====== Passage shown

[PATCH] D11438: Fix x86_64 fp128 calling convention

Xinliang David Li via llvm-commits llvm-commits at lists.llvm.org
Tue Dec 1 16:09:45 PST 2015


ok -- sounds good. Please submit patch-1 and we will do a final look.

David


On Tue, Dec 1, 2015 at 4:06 PM, Chih-hung Hsieh <chh at google.com> wrote:

> David,
>
> I tried again to do without ReplaceValueWith in SoftenFloatResult for
> fp128,
> and with cloning of nodes in SoftenFloatOperand. I found more problems than
> my previous FCOPYSIGN example.
>
> For the CopyToReg opcode, I found multiple formats and
> there could be multiple "result values". The simple call to
>    ReplaceValueWith(SDValue(N, 0), Res);
> at the end of current SoftenFloatOperand won't work.
> I will need to call
>    ReplaceValueWith(SDValue(N, i), SDValue(NewNode, i));
> for every result i.
> So that added not only more code into SoftenFloatOp_*, but also
> more complicated SoftenFloatOperand.
>
> Another more difficult pattern is
>     Soften float result 0: t4: f128 = fmul t2, ConstantFP:f128
> followed by
>     Expand integer result: t5: i128 = bitcast t4
>
> If SoftenFloatResult does not call ReplaceValueWith for t4,
> ExpandIntegerResult will need to "replace" its operand with softened t4
> or clone the whole BITCASE node. That will require more complicated
> changes in ExpandRes_BITCAST(N, Lo, Hi) and ExpandIntegerResult.

============
====== Information given

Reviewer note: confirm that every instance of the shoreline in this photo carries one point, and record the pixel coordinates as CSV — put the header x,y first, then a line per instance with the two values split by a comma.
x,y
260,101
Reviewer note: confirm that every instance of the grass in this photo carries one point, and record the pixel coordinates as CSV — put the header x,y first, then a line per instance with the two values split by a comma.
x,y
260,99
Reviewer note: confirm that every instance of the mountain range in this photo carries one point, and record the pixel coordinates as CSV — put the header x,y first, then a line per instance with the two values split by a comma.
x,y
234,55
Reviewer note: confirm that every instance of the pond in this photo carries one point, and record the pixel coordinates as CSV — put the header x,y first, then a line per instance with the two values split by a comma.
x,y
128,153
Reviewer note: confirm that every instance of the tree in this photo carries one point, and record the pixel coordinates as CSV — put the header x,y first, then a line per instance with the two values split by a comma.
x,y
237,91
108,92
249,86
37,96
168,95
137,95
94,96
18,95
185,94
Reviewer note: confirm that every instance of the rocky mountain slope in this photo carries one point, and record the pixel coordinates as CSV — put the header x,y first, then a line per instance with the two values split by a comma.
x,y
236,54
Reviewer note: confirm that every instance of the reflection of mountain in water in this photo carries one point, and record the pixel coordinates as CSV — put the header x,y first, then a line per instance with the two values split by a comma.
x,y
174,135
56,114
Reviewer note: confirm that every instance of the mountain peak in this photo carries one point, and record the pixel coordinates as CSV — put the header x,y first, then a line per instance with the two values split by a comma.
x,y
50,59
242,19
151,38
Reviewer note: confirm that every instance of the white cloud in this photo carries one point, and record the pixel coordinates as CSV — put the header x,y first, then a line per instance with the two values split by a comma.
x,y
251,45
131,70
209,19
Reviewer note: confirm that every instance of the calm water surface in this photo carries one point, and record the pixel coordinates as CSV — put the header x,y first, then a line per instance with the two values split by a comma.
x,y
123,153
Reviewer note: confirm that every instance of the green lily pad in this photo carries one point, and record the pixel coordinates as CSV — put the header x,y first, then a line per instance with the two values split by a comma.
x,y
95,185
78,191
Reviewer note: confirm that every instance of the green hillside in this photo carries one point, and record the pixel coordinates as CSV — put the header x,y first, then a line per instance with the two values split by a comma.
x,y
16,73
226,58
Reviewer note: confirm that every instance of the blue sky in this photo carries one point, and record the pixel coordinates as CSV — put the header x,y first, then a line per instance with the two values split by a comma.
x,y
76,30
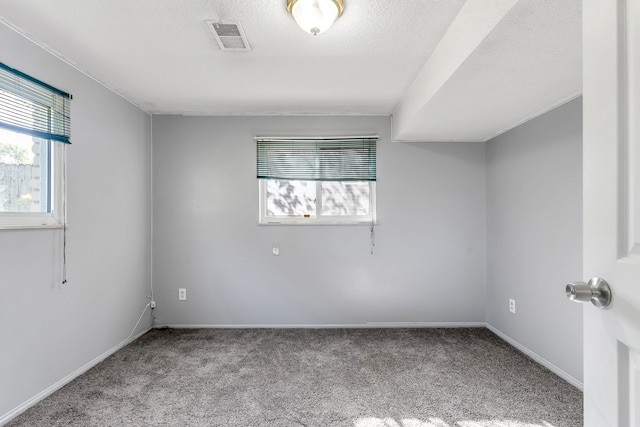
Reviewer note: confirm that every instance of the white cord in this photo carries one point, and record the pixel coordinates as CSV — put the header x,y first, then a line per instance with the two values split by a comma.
x,y
139,319
373,237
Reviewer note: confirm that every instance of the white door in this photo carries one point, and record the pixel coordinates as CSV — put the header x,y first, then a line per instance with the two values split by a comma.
x,y
611,46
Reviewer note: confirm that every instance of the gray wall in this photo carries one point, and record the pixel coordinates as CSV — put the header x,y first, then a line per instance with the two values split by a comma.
x,y
429,260
534,235
50,330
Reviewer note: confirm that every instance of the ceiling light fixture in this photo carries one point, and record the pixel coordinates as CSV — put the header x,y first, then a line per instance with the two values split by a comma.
x,y
315,16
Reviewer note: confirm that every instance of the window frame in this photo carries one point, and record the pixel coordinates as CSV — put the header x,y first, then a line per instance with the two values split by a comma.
x,y
50,125
55,217
265,219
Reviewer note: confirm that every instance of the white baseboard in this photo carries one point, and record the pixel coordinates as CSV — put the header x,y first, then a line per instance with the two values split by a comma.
x,y
48,391
539,359
64,381
331,325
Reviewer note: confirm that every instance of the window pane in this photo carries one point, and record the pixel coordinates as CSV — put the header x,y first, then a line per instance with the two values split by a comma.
x,y
24,171
291,198
345,198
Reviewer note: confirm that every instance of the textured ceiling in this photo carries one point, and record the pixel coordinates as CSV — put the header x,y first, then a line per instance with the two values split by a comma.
x,y
376,59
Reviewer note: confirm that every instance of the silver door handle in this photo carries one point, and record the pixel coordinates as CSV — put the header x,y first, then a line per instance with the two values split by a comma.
x,y
597,291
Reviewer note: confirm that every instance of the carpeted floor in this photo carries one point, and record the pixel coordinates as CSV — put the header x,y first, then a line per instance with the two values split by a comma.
x,y
314,378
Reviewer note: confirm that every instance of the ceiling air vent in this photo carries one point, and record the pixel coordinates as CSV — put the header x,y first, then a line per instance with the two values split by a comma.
x,y
229,35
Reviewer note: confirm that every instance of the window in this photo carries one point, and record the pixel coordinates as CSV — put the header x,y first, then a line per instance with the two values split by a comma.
x,y
317,180
34,121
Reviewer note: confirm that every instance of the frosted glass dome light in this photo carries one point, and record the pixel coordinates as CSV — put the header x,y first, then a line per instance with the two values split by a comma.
x,y
315,16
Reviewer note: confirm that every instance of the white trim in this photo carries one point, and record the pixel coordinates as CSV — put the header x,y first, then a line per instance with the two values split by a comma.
x,y
537,358
55,218
66,380
368,325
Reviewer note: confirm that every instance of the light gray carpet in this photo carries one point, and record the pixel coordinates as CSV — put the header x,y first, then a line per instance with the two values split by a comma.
x,y
314,378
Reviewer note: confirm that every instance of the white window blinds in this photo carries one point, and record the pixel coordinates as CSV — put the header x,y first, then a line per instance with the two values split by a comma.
x,y
32,107
317,159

============

Tasks and exercises >>
1. Reproduce the stretch of the fp128 patch thread from "On Tue, Dec" through "SoftenFloatOperand won't work.".
2. In the fp128 patch thread, why won't the single ReplaceValueWith call at the end of SoftenFloatOperand work for the CopyToReg opcode?

Responses >>
1.
On Tue, Dec 1, 2015 at 4:06 PM, Chih-hung Hsieh <chh at google.com> wrote:

> David,
>
> I tried again to do without ReplaceValueWith in SoftenFloatResult for
> fp128,
> and with cloning of nodes in SoftenFloatOperand. I found more problems than
> my previous FCOPYSIGN example.
>
> For the CopyToReg opcode, I found multiple formats and
> there could be multiple "result values". The simple call to
>    ReplaceValueWith(SDValue(N, 0), Res);
> at the end of current SoftenFloatOperand won't work.

2. CopyToReg comes in multiple formats and can have multiple result values, so one call on result 0 isn't enough. ReplaceValueWith would have to be called for every result i. That adds more code to SoftenFloatOp_* and makes SoftenFloatOperand more complicated.